Problem details> Below are some entries. Repeat exactly the lines from the one with "Identify a point for each instance of the red" through the one with "Identify a point for each instance of the black", and only those.

Top of Data records

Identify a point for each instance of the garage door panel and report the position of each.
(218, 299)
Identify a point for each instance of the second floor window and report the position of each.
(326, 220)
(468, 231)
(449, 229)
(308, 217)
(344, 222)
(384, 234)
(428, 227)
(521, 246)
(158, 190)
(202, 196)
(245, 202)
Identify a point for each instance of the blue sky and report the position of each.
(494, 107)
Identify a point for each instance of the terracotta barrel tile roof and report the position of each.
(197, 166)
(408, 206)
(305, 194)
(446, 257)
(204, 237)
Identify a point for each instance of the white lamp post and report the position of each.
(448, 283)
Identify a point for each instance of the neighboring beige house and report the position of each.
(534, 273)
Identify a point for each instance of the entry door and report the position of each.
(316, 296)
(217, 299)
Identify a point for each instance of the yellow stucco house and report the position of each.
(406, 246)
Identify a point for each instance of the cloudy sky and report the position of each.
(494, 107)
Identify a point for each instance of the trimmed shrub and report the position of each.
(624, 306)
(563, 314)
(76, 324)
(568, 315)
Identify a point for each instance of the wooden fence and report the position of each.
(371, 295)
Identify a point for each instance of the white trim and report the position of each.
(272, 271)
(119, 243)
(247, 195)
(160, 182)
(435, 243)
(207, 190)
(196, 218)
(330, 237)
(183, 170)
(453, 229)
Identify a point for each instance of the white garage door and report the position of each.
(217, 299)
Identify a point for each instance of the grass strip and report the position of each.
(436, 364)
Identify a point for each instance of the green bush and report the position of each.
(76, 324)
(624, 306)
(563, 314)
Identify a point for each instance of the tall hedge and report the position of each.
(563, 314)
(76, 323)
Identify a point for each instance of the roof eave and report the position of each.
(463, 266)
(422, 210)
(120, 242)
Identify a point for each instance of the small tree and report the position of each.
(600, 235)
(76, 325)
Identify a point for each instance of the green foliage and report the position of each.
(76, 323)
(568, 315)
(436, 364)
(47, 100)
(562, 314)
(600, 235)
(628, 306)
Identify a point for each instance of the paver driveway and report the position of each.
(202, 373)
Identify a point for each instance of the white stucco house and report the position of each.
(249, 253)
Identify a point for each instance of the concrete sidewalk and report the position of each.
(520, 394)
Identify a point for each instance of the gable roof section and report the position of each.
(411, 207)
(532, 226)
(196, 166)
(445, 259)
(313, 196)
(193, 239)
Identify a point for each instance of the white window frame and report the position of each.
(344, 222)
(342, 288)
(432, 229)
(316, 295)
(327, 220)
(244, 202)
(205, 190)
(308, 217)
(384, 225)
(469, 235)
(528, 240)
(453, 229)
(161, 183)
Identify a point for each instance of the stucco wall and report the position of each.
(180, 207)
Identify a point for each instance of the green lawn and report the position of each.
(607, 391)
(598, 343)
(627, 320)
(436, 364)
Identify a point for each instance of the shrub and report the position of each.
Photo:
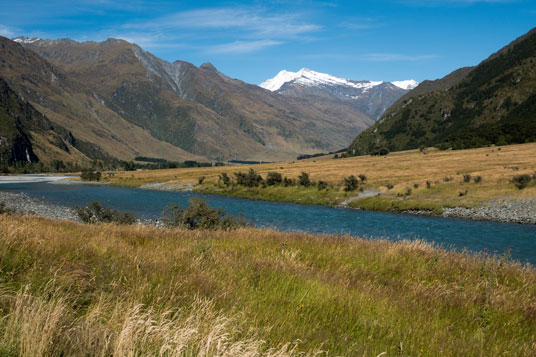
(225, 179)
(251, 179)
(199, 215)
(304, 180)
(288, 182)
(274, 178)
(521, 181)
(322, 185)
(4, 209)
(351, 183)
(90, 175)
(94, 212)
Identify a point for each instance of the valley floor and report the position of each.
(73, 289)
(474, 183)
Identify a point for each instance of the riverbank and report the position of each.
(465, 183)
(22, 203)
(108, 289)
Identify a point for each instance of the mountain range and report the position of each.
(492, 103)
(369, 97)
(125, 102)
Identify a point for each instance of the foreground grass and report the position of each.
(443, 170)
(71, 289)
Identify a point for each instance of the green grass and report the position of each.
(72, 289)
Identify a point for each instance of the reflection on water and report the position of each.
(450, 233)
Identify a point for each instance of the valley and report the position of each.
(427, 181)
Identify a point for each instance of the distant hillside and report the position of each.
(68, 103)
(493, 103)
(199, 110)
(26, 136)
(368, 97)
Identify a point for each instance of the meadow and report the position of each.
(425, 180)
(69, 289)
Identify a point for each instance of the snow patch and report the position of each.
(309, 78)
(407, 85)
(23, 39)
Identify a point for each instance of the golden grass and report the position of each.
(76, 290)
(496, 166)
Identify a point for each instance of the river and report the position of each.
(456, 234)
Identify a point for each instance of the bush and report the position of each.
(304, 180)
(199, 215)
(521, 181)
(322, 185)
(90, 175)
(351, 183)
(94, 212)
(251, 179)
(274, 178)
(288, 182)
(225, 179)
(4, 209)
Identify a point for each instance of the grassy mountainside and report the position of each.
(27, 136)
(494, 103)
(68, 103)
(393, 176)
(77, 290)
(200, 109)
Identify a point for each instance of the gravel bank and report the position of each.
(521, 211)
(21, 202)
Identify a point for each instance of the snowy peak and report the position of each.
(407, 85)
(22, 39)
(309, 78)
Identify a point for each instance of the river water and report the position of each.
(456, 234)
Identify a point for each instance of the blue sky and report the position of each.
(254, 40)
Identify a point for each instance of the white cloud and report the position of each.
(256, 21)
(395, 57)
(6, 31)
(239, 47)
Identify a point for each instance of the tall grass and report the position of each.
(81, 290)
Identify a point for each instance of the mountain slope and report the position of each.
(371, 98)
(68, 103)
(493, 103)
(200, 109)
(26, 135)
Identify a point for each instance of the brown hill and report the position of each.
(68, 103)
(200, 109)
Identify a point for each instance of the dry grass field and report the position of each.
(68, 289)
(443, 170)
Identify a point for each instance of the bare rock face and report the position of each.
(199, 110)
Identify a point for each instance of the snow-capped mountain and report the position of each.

Bottom of Data records
Top of Data records

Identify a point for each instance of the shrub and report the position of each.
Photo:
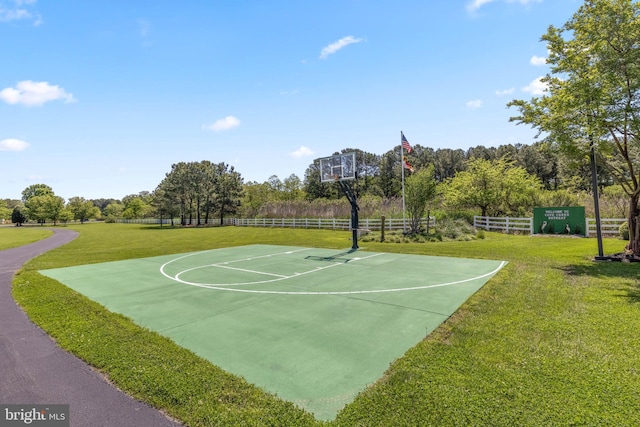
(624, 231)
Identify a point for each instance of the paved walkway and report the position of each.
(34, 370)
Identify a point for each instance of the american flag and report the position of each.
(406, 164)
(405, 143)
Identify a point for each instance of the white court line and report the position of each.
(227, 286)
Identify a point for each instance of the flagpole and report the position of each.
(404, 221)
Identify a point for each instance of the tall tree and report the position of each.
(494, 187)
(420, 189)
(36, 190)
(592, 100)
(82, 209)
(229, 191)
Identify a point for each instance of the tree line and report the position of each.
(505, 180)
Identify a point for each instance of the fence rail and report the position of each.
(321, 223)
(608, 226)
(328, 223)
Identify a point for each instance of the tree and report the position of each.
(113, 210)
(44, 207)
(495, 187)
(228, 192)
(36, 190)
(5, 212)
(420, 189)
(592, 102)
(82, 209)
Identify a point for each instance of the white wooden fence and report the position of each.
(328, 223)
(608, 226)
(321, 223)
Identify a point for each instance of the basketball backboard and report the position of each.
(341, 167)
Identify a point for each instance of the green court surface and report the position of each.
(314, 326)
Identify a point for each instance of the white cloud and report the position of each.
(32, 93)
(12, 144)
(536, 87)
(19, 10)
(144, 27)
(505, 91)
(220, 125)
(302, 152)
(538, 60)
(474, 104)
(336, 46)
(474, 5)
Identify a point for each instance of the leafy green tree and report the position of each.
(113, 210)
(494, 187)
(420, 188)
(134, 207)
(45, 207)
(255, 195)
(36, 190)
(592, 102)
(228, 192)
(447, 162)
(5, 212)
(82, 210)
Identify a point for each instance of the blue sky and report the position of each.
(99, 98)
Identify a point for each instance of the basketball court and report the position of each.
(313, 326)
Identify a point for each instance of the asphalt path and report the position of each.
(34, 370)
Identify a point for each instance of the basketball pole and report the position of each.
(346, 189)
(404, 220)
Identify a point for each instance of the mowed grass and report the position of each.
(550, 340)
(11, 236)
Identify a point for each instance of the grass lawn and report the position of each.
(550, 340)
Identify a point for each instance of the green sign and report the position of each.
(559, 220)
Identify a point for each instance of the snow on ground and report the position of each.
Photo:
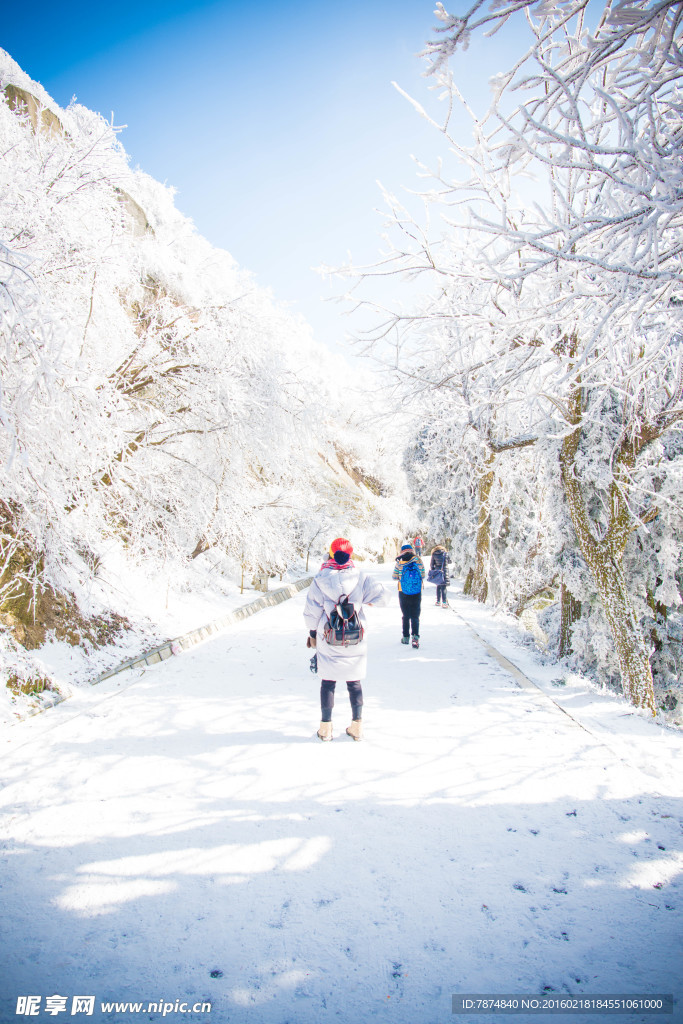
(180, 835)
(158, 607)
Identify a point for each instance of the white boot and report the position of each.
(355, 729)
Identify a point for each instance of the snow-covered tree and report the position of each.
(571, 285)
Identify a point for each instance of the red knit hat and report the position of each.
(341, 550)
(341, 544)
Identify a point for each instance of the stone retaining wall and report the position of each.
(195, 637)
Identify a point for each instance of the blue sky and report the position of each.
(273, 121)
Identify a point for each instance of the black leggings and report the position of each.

Bottom of Data records

Your response>
Identify a point for each instance of the red knit hat and report the position of each.
(341, 550)
(341, 544)
Identify a point for each instance of the stone retaining wall and report the position of each.
(195, 637)
Identify a point for each instance of the blue sky and report the position of each.
(273, 121)
Identify a point for each instance of the black leggings and report the position of each.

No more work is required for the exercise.